-- Source data --

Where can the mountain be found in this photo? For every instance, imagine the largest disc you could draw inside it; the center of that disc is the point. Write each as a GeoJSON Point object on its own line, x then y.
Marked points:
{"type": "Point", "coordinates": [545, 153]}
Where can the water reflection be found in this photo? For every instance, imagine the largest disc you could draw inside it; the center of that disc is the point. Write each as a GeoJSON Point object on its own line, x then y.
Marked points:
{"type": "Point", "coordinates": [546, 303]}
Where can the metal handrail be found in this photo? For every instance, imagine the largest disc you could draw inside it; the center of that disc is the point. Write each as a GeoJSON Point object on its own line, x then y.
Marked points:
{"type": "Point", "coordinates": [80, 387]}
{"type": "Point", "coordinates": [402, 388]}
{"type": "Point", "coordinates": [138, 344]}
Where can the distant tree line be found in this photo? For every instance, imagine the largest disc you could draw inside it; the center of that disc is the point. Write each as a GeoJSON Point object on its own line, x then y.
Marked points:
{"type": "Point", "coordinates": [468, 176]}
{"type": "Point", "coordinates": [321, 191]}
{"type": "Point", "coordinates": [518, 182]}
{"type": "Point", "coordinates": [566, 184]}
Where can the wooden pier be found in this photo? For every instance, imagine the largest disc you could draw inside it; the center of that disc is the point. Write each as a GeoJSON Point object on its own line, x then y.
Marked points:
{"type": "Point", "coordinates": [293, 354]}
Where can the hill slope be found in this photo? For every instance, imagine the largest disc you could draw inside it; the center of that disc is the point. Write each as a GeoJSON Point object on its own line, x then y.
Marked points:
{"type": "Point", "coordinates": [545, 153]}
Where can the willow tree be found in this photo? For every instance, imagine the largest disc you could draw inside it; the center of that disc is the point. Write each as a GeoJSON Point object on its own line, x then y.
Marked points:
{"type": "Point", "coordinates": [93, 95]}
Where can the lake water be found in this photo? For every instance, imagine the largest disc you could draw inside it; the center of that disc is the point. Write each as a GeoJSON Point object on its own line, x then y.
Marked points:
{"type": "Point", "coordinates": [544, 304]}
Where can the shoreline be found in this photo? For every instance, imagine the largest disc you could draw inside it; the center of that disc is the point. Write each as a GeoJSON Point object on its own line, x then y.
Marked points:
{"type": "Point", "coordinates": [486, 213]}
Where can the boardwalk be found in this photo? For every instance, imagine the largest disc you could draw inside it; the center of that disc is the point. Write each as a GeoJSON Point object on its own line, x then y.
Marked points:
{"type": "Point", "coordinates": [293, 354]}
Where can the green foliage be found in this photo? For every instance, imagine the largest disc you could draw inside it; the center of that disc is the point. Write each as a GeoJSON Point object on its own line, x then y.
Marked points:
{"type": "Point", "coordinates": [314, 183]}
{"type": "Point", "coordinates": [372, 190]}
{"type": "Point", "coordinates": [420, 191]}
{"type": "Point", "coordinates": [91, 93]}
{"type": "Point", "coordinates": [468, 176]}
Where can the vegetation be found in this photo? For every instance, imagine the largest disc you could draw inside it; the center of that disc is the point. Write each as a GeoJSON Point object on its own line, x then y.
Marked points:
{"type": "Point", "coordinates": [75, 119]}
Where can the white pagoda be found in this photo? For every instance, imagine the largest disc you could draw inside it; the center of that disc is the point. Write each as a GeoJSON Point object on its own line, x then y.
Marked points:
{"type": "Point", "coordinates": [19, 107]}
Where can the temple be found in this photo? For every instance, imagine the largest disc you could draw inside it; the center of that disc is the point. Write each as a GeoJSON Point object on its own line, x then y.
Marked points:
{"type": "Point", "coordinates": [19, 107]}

-- EXERCISE GOAL --
Turn every line of the listing above into a Markdown table with two columns, Number and Entry. Skip blank lines and number the remaining ones in order.

-- WRITTEN SOLUTION --
| Number | Entry |
|---|---|
| 1 | Where can the mountain be found in this photo? For every instance, imagine the largest disc you could draw inside it; the center of that disc is the point. Write each as a GeoJSON Point object on its own line, x then y. |
| 2 | Marked points: |
| 3 | {"type": "Point", "coordinates": [545, 153]} |
| 4 | Where can the water reflection be found in this photo? For every instance, imagine the largest disc you could draw inside it; the center of that disc is the point. Write each as a GeoJSON Point object on its own line, x then y. |
| 5 | Marked points: |
| 6 | {"type": "Point", "coordinates": [546, 303]} |
| 7 | Where can the metal handrail be found in this photo? For every instance, imagine the largest disc you could draw inside it; the center of that disc is the point. Write each as a GeoJSON Point object on its own line, x then y. |
| 8 | Marked points: |
| 9 | {"type": "Point", "coordinates": [80, 387]} |
| 10 | {"type": "Point", "coordinates": [402, 388]} |
| 11 | {"type": "Point", "coordinates": [138, 344]} |
| 12 | Where can the distant tree line be found in this photo? For every instance, imagine the largest disc you could draw inside it; the center of that disc is the point. Write each as a GeoJSON Point object on its own line, x then y. |
| 13 | Marked points: |
| 14 | {"type": "Point", "coordinates": [468, 176]} |
| 15 | {"type": "Point", "coordinates": [321, 191]} |
| 16 | {"type": "Point", "coordinates": [518, 182]} |
| 17 | {"type": "Point", "coordinates": [566, 184]} |
| 18 | Where can the wooden pier be found in this photo? For every instance, imagine the largest disc you could draw inside it; the center of that disc is the point. Write each as a GeoJSON Point object on its own line, x then y. |
| 19 | Marked points: |
| 20 | {"type": "Point", "coordinates": [293, 354]} |
| 21 | Where can the hill slope be found in this photo? For every instance, imagine the largest disc you could draw inside it; the center of that disc is the point. Write each as a GeoJSON Point object on its own line, x then y. |
| 22 | Marked points: |
| 23 | {"type": "Point", "coordinates": [545, 153]} |
| 24 | Where can the willow tree be found in this photo? For every instance, imagine the largest disc you could draw inside it; the center of that disc is the point. Write each as a GeoJSON Point object on its own line, x then y. |
| 25 | Marked points: |
| 26 | {"type": "Point", "coordinates": [93, 95]} |
| 27 | Where can the lake water be found in this photo? For every instance, imagine the largest disc you could draw inside it; the center of that disc is the point. Write each as a GeoJSON Point object on its own line, x then y. |
| 28 | Marked points: |
| 29 | {"type": "Point", "coordinates": [544, 304]} |
| 30 | Where can the shoreline be found in this photo? For every instance, imagine the largest disc you could draw inside it; the center of that disc is the point. Write each as a GeoJSON Point object on its own line, x then y. |
| 31 | Marked points: |
| 32 | {"type": "Point", "coordinates": [486, 213]} |
| 33 | Where can the boardwalk be found in this photo? For every instance, imagine the largest disc you could draw inside it; the center of that disc is the point. Write each as a GeoJSON Point object on its own line, x then y. |
| 34 | Marked points: |
| 35 | {"type": "Point", "coordinates": [293, 354]} |
| 36 | Where can the green foliage be found in this photo? For every instance, imagine the largest disc you could draw inside it; the center of that disc is the point. Write each as a GeoJSON Point object on its own line, x then y. |
| 37 | Marked points: |
| 38 | {"type": "Point", "coordinates": [314, 183]} |
| 39 | {"type": "Point", "coordinates": [372, 190]} |
| 40 | {"type": "Point", "coordinates": [420, 191]} |
| 41 | {"type": "Point", "coordinates": [91, 93]} |
| 42 | {"type": "Point", "coordinates": [468, 176]} |
| 43 | Where can the vegetation be found in this photo? For every instance, imagine the largest disc you could draw inside it; the center of that disc is the point. Write each as a GeoJSON Point object on its own line, x then y. |
| 44 | Marked points: |
| 45 | {"type": "Point", "coordinates": [75, 119]} |
| 46 | Where can the white pagoda be found in this photo? For every instance, imagine the largest disc you could draw inside it; the center of that disc is the point. Write each as a GeoJSON Point object on its own line, x then y. |
| 47 | Marked points: |
| 48 | {"type": "Point", "coordinates": [19, 107]} |
| 49 | Where can the temple be found in this photo? For every instance, imagine the largest disc you could draw inside it; the center of that disc is the point. Write each as a GeoJSON Point object on its own line, x then y. |
| 50 | Marked points: |
| 51 | {"type": "Point", "coordinates": [19, 107]} |